- Text section:
* * * *
Shortly after the release of the open letter, China’s Global Times interviewed two Chinese scholars asking them what this open letter means for European integration. Cui Hongjian with China Institute of International Studies said the letter “represents the pragmatic attitudes of some major European countries” and suggests that the idea of a “multi-speed Europe”, a concept once considered politically incorrect, could be revived. Shi Zhiqin, professor of international relations at Tsinghua University, felt that the letter could boost European federalism. He pointed out that debates over “federalism” and “Democratic Confederalism” have been held for centuries in Europe. But with the UK – “an advocate of the traditional liberalism and a prominent representative of Democratic Confederalism” – choosing to leave the EU, “the call for enhanced European integration came just in the nick of time.”
Will 2017 be the turning point for the EU? Asks Xinhua
On Monday (28 Feb), China’s state-owned Xinhua news agency published an editorial asking if 2017 will be the turning point for the EU. The editorial firstly noted that the European integration project, started six decades ago, is under unprecedented stress in the shadow of widespread discontent against the organisation and the rise of far-right, populist parties across the continent, leading to Brexit and ascendancy of such parties as the Front National (FN) in France.
The two trends, in addition to some other complex issues including immigration and euro crisis, have posed an existential threat to the EU. All these challenges are exacerbated by an increasingly less favourable geopolitical environment. In this regard, the editorial quoted British Conservative Party parliamentarian Charles Tannock as saying: “after six decades of US support for European integration, we have now a US president who supports Brexit, asks which country will leave the EU next and is advised by a man [former UKIP leader Nigel Farage] who wants to implode the entire EU.”
As “nationalism, populism, conflicting strategic interests, low economic growth and high unemployment have driven EU members apart”, Xinhua urged the EU institutions as well as the North Atlantic Treaty Organisation (NATO) to rise up to the challenges as soon as possible as “the longer they wait, the worse the situation will become”.
* * * *
- Tasks to perform:
[1] Reproduce word for word the part of the passage on Chinese views of European integration from "Will 2017 be" to "(FN) in France.".
[2] According to the passage on Chinese views of European integration, which British Conservative Party parliamentarian did the Xinhua editorial quote?
[3] Extend the passage on Chinese views of European integration, continuing after its final sentence.
The data that comes next is separate material and has no connection to the passage on Chinese views of European integration.
* * * *
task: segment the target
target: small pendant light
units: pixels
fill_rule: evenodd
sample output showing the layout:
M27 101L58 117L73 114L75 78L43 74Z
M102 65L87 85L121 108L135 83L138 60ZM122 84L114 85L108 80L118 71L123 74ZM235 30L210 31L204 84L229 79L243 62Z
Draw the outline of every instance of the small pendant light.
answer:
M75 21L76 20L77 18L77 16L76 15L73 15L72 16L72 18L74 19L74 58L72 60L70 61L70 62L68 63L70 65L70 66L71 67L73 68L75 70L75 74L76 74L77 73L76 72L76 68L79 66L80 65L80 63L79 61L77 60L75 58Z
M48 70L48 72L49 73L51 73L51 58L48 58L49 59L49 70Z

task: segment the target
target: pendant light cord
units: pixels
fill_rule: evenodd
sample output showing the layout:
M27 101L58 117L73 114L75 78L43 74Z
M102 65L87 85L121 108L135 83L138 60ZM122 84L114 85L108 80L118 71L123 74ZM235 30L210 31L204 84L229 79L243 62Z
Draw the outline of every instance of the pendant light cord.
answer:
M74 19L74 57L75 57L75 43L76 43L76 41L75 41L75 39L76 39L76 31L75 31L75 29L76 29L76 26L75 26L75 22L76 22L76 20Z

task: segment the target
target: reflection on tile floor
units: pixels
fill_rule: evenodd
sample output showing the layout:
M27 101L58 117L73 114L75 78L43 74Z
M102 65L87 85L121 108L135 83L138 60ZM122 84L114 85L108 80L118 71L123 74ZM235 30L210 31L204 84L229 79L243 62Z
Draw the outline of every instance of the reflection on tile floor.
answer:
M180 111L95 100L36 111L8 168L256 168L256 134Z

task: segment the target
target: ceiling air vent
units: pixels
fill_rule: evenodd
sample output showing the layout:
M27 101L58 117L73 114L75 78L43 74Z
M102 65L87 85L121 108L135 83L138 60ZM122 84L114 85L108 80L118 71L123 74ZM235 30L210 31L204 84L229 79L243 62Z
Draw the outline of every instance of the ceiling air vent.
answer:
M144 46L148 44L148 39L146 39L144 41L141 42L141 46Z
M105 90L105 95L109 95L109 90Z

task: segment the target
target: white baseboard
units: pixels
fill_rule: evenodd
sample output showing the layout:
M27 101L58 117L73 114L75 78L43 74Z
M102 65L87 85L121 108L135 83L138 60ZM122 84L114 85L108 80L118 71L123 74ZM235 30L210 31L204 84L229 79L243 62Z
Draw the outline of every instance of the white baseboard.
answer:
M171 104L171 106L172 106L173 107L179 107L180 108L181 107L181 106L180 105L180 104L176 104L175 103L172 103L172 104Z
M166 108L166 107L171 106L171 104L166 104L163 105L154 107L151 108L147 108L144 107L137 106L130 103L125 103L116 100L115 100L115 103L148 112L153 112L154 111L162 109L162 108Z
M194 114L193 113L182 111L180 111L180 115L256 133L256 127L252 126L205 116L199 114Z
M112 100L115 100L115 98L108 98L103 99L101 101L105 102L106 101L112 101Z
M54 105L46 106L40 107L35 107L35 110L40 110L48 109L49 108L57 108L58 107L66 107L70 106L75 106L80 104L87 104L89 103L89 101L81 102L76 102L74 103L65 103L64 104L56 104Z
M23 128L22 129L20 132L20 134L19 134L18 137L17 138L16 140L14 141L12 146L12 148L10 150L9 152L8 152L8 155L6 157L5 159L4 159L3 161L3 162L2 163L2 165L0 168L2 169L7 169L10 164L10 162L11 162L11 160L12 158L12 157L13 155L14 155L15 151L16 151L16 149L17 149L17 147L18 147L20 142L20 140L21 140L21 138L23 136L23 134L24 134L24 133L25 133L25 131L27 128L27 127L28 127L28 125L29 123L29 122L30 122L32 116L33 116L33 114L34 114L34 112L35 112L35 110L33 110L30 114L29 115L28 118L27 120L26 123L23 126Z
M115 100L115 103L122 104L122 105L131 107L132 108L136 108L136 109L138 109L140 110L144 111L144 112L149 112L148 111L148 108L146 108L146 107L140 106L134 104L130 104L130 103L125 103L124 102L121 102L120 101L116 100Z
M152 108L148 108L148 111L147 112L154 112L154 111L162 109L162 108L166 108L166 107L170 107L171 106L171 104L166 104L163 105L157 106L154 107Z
* * * *
- Task-by-task answers:
[1]
Will 2017 be the turning point for the EU? Asks Xinhua
On Monday (28 Feb), China’s state-owned Xinhua news agency published an editorial asking if 2017 will be the turning point for the EU. The editorial firstly noted that the European integration project, started six decades ago, is under unprecedented stress in the shadow of widespread discontent against the organisation and the rise of far-right, populist parties across the continent, leading to Brexit and ascendancy of such parties as the Front National (FN) in France.

[2] Charles Tannock.

[3]
London Stock Exchange and Deutsche Börse merger on the brink of failure
The planned €29 billion union of the London Stock Exchange (LSE) and Deutsche Börse (DB), is on the brink after a last-minute demand from the European Commission. On 16 February, the Brussels’ watchdog asked the LSE to sell its majority stake in MTS (an Italian platform for trading bonds) because of antitrust concerns. However, on Sunday (26 Feb) LSE announced that they would not want to take such a step, and warned that the Commission was “unlikely to provide clearance for the merger”.
The planned tie-up has been highly controversial since it was announced a year ago – months ahead of Brexit. The pairing would have redefined Europe’s financial landscape, and create a European stock exchange big enough to compete with US rivals.
Experts say that Brexit is the main reason for the likely collapse of the deal. Bill Cash, a Euroskeptic Conservative who led the UK parliamentary hearing on the merger last week, stated: “It is inconceivable, in the U.K. national interest, that the London Stock Exchange should be regulated in and operated out of Germany as we leave, and having left, the European Union.”
The deal is not formally dead until the Commission’s comment after 3 April – the deadline for delivering its formal verdict. But it is believed that a failure of the merger will open the door to offers from US exchanges.